Data records
-- BEGIN --

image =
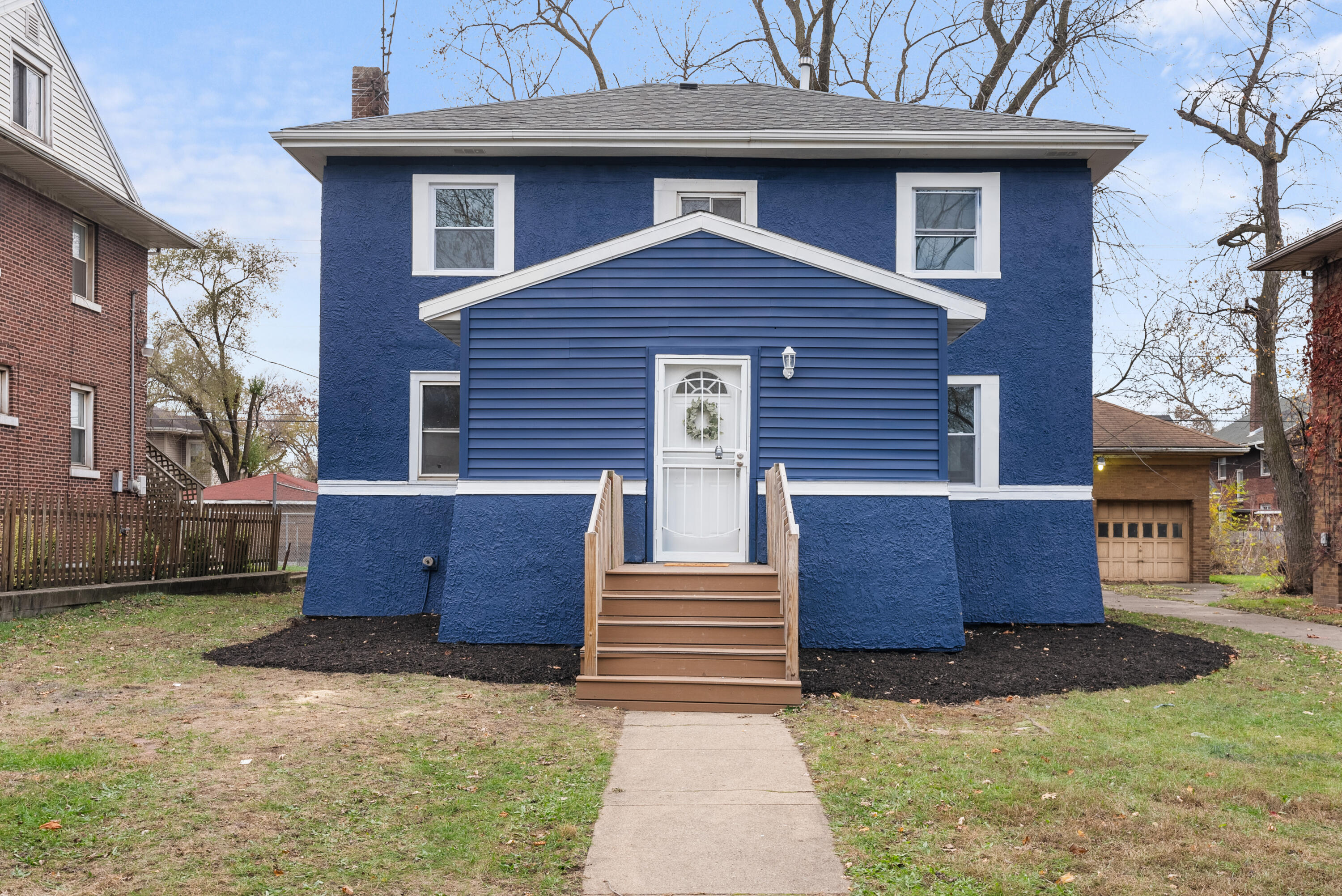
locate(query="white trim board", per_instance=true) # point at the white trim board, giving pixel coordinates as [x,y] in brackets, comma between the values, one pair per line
[961,312]
[863,487]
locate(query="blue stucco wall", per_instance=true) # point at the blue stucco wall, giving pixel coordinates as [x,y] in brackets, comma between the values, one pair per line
[1027,561]
[367,552]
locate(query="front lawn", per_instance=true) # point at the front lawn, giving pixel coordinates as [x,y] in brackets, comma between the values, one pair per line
[170,774]
[1223,785]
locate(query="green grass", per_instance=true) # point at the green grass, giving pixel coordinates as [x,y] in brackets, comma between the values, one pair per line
[1232,789]
[386,784]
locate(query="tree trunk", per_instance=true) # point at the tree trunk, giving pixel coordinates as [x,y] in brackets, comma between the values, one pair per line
[1293,493]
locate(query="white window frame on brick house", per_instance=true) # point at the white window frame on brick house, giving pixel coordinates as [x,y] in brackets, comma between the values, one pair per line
[6,384]
[669,191]
[21,55]
[85,470]
[987,239]
[420,379]
[90,261]
[987,431]
[423,222]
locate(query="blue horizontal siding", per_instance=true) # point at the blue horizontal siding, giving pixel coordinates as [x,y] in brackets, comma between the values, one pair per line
[559,374]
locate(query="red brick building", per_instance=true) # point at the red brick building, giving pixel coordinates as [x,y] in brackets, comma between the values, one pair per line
[74,243]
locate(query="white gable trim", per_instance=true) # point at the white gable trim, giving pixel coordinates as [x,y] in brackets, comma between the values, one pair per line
[961,312]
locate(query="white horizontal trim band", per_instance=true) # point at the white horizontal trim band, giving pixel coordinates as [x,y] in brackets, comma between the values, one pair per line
[1022,493]
[863,487]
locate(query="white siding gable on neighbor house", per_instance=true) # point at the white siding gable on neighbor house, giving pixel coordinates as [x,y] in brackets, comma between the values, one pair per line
[73,133]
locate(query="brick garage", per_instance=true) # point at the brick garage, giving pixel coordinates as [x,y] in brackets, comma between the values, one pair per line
[1155,490]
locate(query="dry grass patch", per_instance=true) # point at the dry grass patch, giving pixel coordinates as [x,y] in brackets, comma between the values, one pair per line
[1223,785]
[170,774]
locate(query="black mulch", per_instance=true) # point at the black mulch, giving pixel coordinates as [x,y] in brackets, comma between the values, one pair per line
[998,660]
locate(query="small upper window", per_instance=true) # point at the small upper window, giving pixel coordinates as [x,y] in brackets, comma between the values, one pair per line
[29,93]
[963,434]
[730,206]
[947,230]
[81,268]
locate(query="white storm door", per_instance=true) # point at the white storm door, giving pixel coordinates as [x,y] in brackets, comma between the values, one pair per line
[701,497]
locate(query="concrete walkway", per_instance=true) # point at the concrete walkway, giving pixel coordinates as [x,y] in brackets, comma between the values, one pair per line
[710,803]
[1308,632]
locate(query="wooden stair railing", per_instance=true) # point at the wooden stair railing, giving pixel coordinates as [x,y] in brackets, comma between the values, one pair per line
[603,550]
[783,542]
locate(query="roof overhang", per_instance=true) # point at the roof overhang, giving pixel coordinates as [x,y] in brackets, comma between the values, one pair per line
[1102,149]
[35,168]
[1313,251]
[445,313]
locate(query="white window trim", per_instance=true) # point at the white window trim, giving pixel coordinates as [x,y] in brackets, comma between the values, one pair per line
[987,426]
[21,53]
[420,379]
[667,190]
[422,229]
[86,470]
[990,223]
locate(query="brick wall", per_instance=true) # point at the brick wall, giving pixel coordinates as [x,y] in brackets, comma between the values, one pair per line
[49,343]
[1164,479]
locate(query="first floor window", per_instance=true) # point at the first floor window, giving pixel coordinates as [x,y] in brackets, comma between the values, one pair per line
[947,230]
[81,427]
[439,429]
[963,434]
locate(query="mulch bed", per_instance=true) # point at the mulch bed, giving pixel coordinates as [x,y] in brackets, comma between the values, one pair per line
[998,660]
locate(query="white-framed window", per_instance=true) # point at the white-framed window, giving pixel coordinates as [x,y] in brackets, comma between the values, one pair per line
[84,242]
[30,94]
[81,431]
[463,225]
[7,418]
[435,426]
[972,433]
[948,226]
[735,200]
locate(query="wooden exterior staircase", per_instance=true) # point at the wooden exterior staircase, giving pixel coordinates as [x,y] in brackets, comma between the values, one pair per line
[706,637]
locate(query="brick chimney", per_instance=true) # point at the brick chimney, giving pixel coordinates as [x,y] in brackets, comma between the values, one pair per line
[368,96]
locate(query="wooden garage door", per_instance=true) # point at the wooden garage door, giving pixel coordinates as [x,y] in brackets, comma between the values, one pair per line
[1142,539]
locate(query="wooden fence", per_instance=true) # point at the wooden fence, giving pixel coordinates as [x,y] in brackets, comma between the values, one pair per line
[57,541]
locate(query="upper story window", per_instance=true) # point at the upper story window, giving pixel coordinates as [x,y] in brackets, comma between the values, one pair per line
[435,426]
[735,200]
[948,226]
[81,263]
[462,225]
[29,96]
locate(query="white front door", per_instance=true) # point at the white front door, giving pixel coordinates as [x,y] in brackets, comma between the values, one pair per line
[701,497]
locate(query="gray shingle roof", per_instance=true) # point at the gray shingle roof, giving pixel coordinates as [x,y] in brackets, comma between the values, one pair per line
[708,108]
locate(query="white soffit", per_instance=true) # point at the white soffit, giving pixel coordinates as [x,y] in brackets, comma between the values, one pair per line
[443,313]
[1102,149]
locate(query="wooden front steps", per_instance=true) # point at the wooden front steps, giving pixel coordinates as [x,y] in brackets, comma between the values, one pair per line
[704,637]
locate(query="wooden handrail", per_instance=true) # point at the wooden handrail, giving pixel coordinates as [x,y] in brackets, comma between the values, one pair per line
[603,550]
[783,541]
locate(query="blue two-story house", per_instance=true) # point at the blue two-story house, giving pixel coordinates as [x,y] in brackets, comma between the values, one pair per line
[688,285]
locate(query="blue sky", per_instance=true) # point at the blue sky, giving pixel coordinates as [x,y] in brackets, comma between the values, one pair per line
[188,92]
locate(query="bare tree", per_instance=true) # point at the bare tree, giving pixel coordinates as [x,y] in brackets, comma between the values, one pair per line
[1259,98]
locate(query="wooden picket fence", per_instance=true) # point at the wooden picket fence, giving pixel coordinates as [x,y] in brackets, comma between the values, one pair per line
[49,541]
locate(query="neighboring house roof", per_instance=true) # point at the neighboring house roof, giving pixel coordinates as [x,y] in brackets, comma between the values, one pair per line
[1305,254]
[712,120]
[74,161]
[1117,430]
[282,487]
[445,313]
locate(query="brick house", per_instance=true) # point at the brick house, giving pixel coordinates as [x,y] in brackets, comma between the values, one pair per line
[1320,257]
[1152,497]
[74,243]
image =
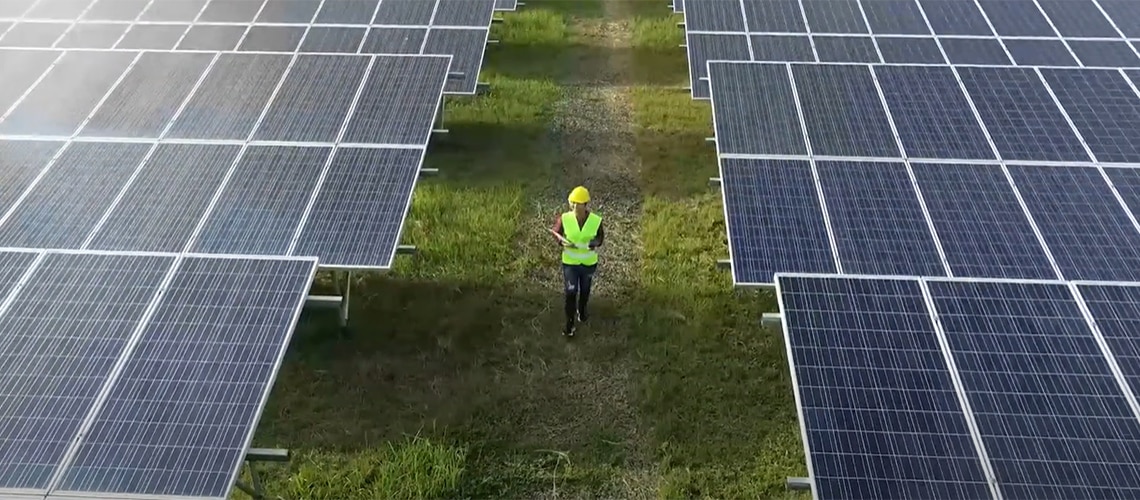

-- END --

Work required → Copy out the lines of the listing above exactly, from the line containing "the blue two-story" through the end of the listing, both ends included. Leave the pictures out.

Solution to the problem →
locate(query="blue two-story house", per_instance=true) # point at the blue two-story house, giving pixel coordinates as [x,y] in brackets, comma between the values, one pair per line
[688,285]
locate(query="blue sky", per_instance=true) # point at the blue sky, giving pixel coordinates as [x,y] in brackets, comma between the values, one pair per line
[188,92]
locate(query="bare tree", per_instance=true) # point at the bare tree, giving pixel coordinates as [x,y] in brackets, comma between the values, one pair per line
[1259,98]
locate(query="wooden picket fence", per_instance=true) # point at the wooden picket fence, giving pixel coordinates as [x,y] in brackets, comma between the values, one pair per line
[49,541]
locate(query="neighboring house roof", per_instance=true) # point at the neighboring house roof, giving pixel coordinates as [x,y] in brackets, comma between the values, one pair per line
[1305,254]
[712,120]
[74,161]
[1117,430]
[282,487]
[445,313]
locate(query="brick house", per_instance=true) # point at the brick house, giving pixel coordinates as [x,y] in brackets, comma between the values, one pair per line
[1320,257]
[1152,497]
[74,243]
image =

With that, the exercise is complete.